Texto fornecido:
┌────────
O Supremo Tribunal Federal (STF) julga nesta quarta-feira o pedido de arquivamento do inquérito que tramita na Corte para investigar fake news, protocolado pelo partido Rede Sustentável. Junto com o processo, estão em jogo as provas colhidas até agora pela investigação, que no último dia 27 de maio executou 29 mandados de busca a apreensão contra apoiadores do presidente Jair Bolsonaro, suspeitos de disseminação de notícias falsas.
Ao protocolar a ação em 2019, a Rede Sustentabilidade alegou que não competia ao Judiciário conduzir investigações criminais. Esse ano, quando os rumos das investigações começaram apontar a atuação de aliados do presidente nas irregularidades, o partido protocolou um pedido de desistência da ação, que foi indeferido pelo relator Edson Fachin.
└────────
Dados de entrada:
┌────────
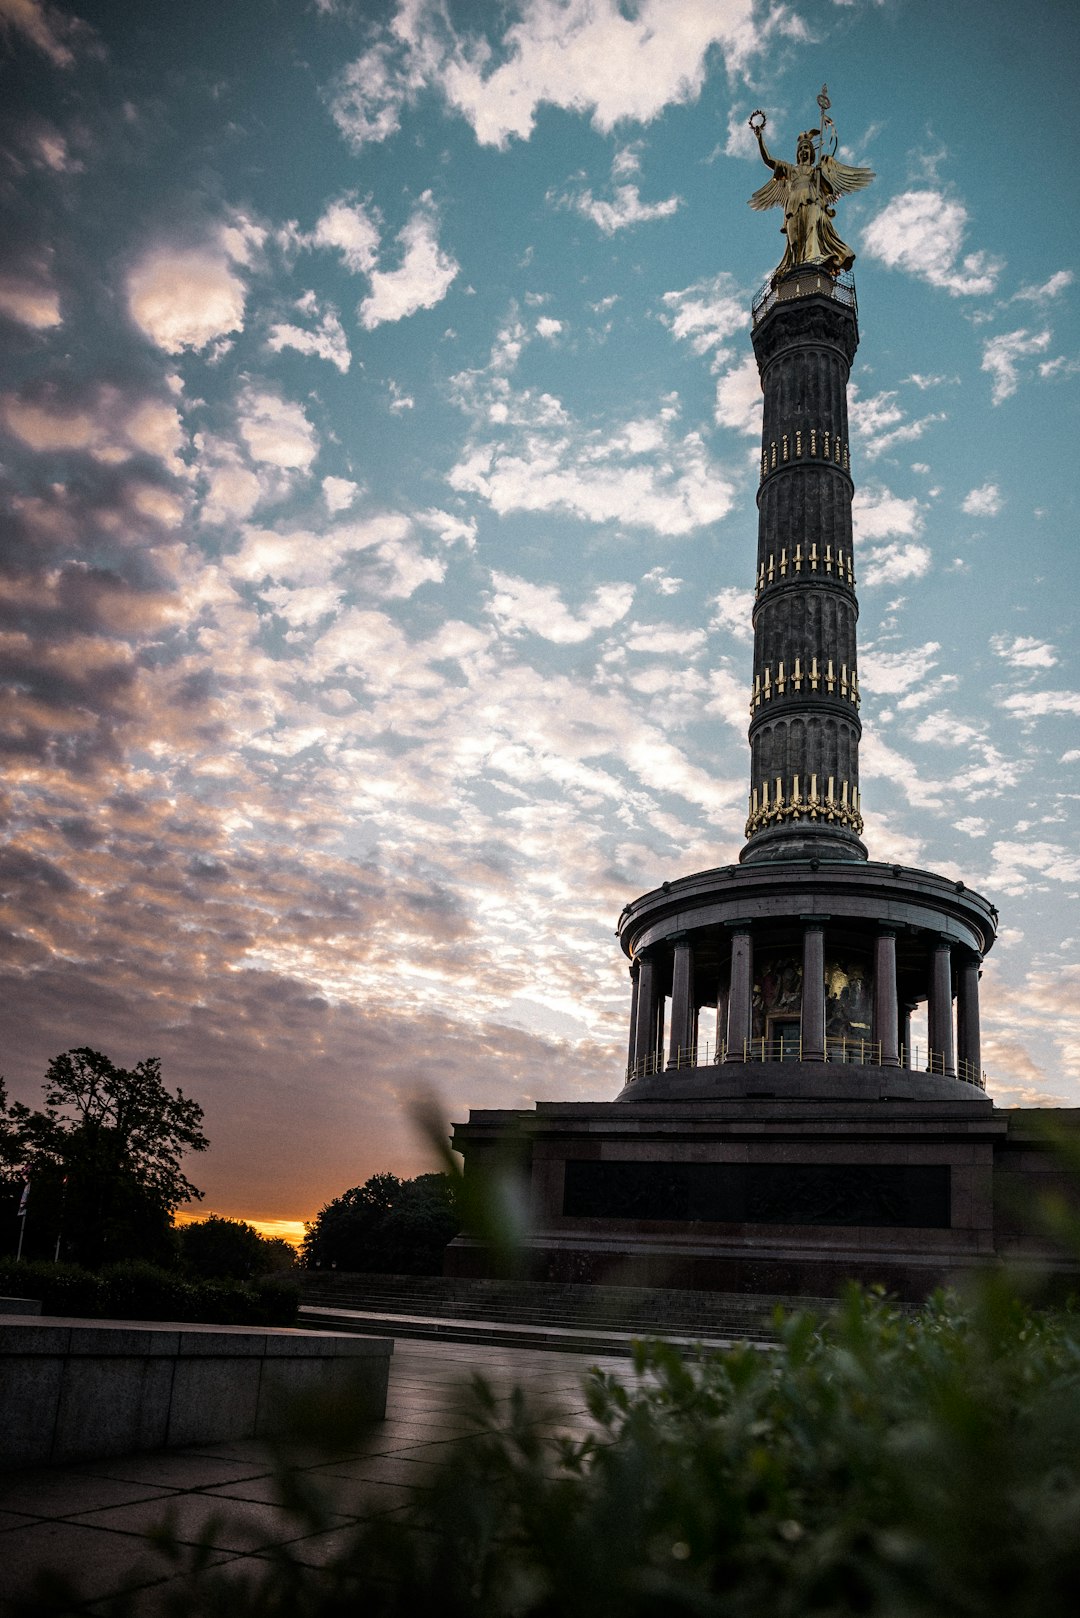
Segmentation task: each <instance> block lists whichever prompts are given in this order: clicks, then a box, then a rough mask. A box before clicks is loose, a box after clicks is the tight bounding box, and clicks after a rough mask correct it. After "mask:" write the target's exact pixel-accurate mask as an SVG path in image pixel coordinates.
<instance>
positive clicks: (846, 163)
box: [821, 155, 876, 197]
mask: <svg viewBox="0 0 1080 1618" xmlns="http://www.w3.org/2000/svg"><path fill="white" fill-rule="evenodd" d="M821 176H823V180H824V181H826V184H827V186H829V189H831V191H832V194H834V196H839V197H842V196H844V194H845V193H847V191H861V189H863V186H868V184H870V181H871V180H874V178H876V175H874V172H873V168H857V167H855V165H853V163H837V160H836V157H827V155H826V157H823V159H821Z"/></svg>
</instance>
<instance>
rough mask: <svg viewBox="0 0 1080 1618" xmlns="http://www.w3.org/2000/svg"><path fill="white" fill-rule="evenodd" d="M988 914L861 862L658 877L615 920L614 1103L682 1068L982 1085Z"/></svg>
mask: <svg viewBox="0 0 1080 1618" xmlns="http://www.w3.org/2000/svg"><path fill="white" fill-rule="evenodd" d="M996 924H997V917H996V911H994V909H993V906H991V904H988V901H986V900H983V898H981V896H980V895H976V893H972V892H968V890H967V888H965V885H963V883H957V882H950V880H949V879H946V877H939V875H934V874H933V872H925V870H910V869H904V867H900V866H886V864H876V862H860V864H858V866H855V864H842V862H836V864H832V862H823V861H813V862H811V861H790V862H784V864H782V866H772V867H745V866H735V867H721V869H719V870H709V872H699V874H696V875H693V877H683V879H680V880H678V882H674V883H664V887H661V888H657V890H654V892H653V893H646V895H644V896H643V898H640V900H638V901H635V904H631V906H627V909H625V911H623V914H622V917H620V922H619V935H620V942H622V947H623V950H625V953H627V955H628V958H630V976H631V985H633V993H631V1013H630V1040H628V1057H627V1087H625V1091H623V1092H622V1097H620V1099H625V1100H630V1099H638V1095H640V1092H641V1086H643V1084H644V1087H646V1089H648V1094H649V1097H651V1099H657V1097H661V1095H662V1094H664V1089H665V1084H667V1082H669V1074H680V1073H682V1071H683V1069H685V1068H695V1066H701V1065H712V1066H714V1068H721V1069H729V1068H732V1065H737V1063H738V1065H742V1063H748V1061H750V1063H753V1061H761V1063H771V1061H784V1063H789V1061H797V1063H803V1065H814V1063H837V1061H839V1063H845V1065H860V1066H873V1068H894V1069H910V1071H912V1073H931V1074H938V1076H941V1079H942V1081H950V1082H952V1084H955V1087H957V1091H959V1092H960V1094H963V1092H967V1094H972V1092H973V1091H978V1092H981V1089H983V1086H984V1079H983V1071H981V1053H980V1006H978V981H980V968H981V959H983V955H984V953H986V950H988V948H989V947H991V945H993V942H994V935H996ZM923 1005H925V1006H926V1016H928V1023H926V1034H925V1036H923V1037H921V1040H916V1042H913V1039H912V1014H913V1013H915V1011H916V1010H918V1008H920V1006H923ZM895 1082H897V1084H899V1086H900V1089H902V1087H904V1076H902V1074H900V1073H897V1076H895Z"/></svg>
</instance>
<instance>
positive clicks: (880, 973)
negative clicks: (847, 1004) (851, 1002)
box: [874, 927, 910, 1068]
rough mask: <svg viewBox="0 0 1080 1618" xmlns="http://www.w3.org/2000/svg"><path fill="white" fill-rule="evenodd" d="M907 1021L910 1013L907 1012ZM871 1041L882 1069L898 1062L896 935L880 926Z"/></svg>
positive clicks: (876, 963) (899, 1036)
mask: <svg viewBox="0 0 1080 1618" xmlns="http://www.w3.org/2000/svg"><path fill="white" fill-rule="evenodd" d="M907 1016H908V1021H910V1011H908V1014H907ZM874 1040H876V1042H878V1045H879V1047H881V1065H882V1068H895V1066H897V1065H899V1061H900V1026H899V1002H897V935H895V932H894V930H892V929H891V927H882V929H881V930H879V932H878V938H876V940H874Z"/></svg>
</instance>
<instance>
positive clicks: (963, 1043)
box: [957, 955, 983, 1079]
mask: <svg viewBox="0 0 1080 1618" xmlns="http://www.w3.org/2000/svg"><path fill="white" fill-rule="evenodd" d="M980 963H981V958H980V956H978V955H968V956H965V959H963V961H962V963H960V969H959V972H957V1055H959V1058H960V1061H963V1063H967V1074H968V1078H975V1079H981V1074H983V1048H981V1034H980V1016H978V979H980Z"/></svg>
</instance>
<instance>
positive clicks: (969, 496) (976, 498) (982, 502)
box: [960, 484, 1004, 516]
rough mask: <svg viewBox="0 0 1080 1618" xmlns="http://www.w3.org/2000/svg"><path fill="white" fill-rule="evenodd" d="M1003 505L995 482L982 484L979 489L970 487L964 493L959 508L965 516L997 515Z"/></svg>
mask: <svg viewBox="0 0 1080 1618" xmlns="http://www.w3.org/2000/svg"><path fill="white" fill-rule="evenodd" d="M1002 505H1004V500H1002V495H1001V489H999V487H997V484H983V485H981V489H970V490H968V493H965V497H963V502H962V503H960V510H962V511H963V513H965V515H967V516H997V513H999V511H1001V508H1002Z"/></svg>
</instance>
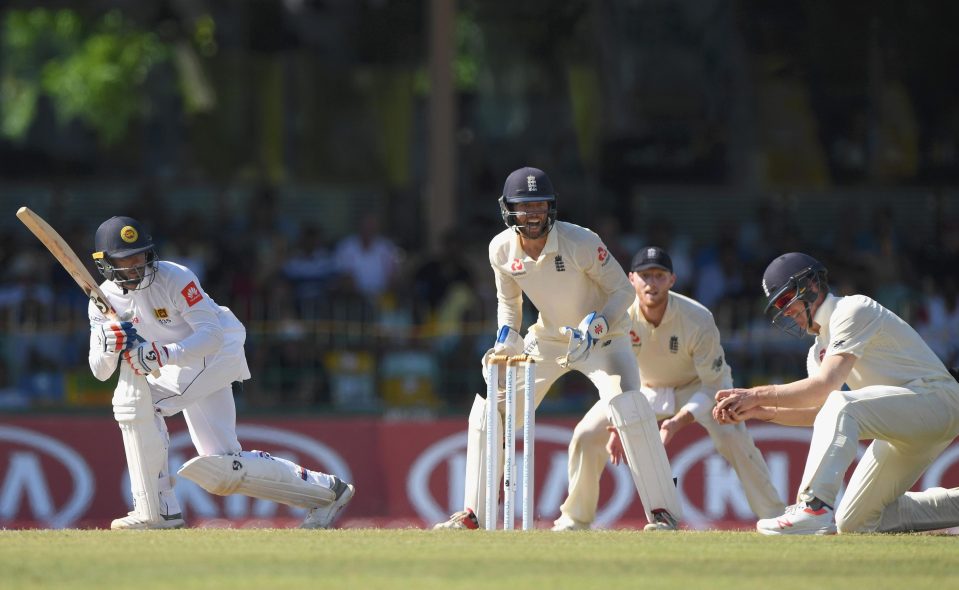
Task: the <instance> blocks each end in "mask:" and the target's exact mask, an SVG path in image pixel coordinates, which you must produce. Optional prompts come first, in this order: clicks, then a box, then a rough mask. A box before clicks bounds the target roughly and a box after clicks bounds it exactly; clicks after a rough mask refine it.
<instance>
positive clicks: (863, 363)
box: [809, 294, 952, 389]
└────────
Tarefa proposta:
Responda às perguntas abaixo com base no texto sobre o inquérito das fake news:
(a) Quantos mandados de busca e apreensão a investigação executou no dia 27 de maio?
(b) Em que ano a ação foi protocolada?
(c) Quem indeferiu o pedido de desistência da ação?

Resposta da tarefa:
(a) 29 mandados.
(b) Em 2019.
(c) O relator Edson Fachin.